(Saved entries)
§
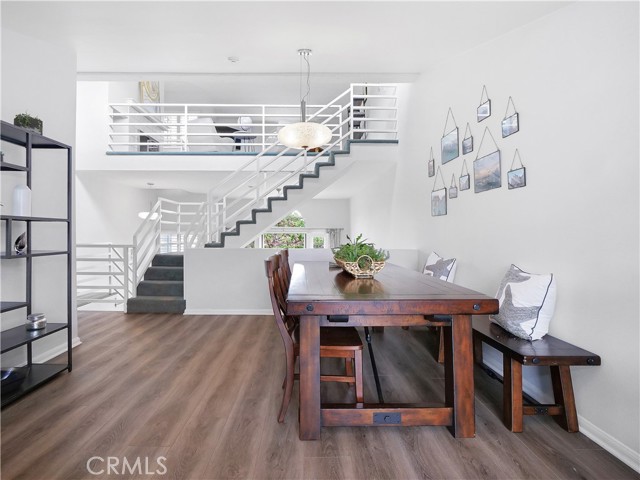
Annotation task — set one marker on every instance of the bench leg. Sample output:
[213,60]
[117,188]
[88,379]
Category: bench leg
[563,393]
[512,394]
[477,349]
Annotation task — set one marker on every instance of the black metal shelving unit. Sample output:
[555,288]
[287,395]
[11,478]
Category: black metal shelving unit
[20,337]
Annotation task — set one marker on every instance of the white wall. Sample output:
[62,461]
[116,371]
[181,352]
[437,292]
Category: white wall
[107,211]
[577,95]
[39,78]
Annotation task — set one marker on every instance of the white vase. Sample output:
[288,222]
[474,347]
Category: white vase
[22,201]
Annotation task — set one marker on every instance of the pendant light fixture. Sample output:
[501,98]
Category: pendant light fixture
[304,134]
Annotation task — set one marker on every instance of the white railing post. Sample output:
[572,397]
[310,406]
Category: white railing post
[125,256]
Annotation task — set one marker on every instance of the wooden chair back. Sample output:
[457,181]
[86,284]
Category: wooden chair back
[285,324]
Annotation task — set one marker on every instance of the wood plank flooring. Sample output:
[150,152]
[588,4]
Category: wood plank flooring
[203,392]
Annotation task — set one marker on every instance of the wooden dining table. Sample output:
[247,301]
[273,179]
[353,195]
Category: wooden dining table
[325,297]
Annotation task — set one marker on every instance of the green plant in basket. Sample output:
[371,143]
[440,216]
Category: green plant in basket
[29,122]
[355,249]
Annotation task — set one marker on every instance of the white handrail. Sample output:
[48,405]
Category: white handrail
[355,114]
[104,273]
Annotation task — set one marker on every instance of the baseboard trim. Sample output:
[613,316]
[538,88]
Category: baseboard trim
[612,445]
[213,311]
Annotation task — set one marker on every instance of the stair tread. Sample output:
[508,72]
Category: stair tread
[154,298]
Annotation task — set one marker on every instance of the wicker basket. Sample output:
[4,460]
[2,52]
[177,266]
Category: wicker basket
[363,267]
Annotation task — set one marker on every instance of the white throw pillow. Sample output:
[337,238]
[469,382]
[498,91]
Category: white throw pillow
[444,269]
[527,301]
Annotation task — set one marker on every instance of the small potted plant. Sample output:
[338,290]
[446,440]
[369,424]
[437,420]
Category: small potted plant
[29,122]
[359,258]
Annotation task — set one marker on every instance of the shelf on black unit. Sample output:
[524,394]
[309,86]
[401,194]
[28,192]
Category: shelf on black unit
[20,218]
[18,136]
[18,336]
[12,167]
[38,374]
[8,306]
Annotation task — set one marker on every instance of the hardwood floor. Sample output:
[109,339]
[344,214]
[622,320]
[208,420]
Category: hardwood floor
[203,392]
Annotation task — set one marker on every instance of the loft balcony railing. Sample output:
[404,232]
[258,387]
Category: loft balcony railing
[363,112]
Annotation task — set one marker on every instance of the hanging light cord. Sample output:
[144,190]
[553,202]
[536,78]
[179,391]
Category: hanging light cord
[306,59]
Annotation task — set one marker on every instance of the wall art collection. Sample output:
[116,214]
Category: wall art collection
[487,166]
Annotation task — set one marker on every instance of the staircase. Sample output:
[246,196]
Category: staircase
[162,289]
[308,186]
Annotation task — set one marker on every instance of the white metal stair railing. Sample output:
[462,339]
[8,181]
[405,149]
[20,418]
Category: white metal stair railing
[169,227]
[241,128]
[251,185]
[262,175]
[146,242]
[183,128]
[104,273]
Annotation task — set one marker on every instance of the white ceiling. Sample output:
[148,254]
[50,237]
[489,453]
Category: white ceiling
[198,36]
[186,43]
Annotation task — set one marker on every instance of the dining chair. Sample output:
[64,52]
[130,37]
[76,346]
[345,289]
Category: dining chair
[343,342]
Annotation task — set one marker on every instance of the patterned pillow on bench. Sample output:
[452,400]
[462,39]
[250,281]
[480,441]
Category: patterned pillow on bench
[527,301]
§
### Your objective:
From the line containing "the white metal" down to the final line of the data, write out every line exactly; both the first and last of these belong in your answer, and nothing else does.

### Response area:
Annotation task — set one marker on every instance of the white metal stair railing. Sample output:
[462,339]
[8,181]
[405,149]
[20,418]
Category: white metal stair railing
[169,227]
[241,128]
[251,185]
[262,175]
[146,242]
[183,128]
[104,273]
Annotation task — set one marker on every instance of the white ceiling. Sample output:
[148,254]
[50,237]
[489,453]
Category: white ceiling
[198,36]
[186,43]
Annotation task — set one marker on every instance of the dining chair. Sample output:
[64,52]
[130,37]
[76,346]
[345,289]
Category: dining chair
[343,342]
Annotation task — set one marker on every instance of the patterned pillow on bench. Sample output:
[452,400]
[462,39]
[250,281]
[480,441]
Category: patterned pillow on bench
[527,301]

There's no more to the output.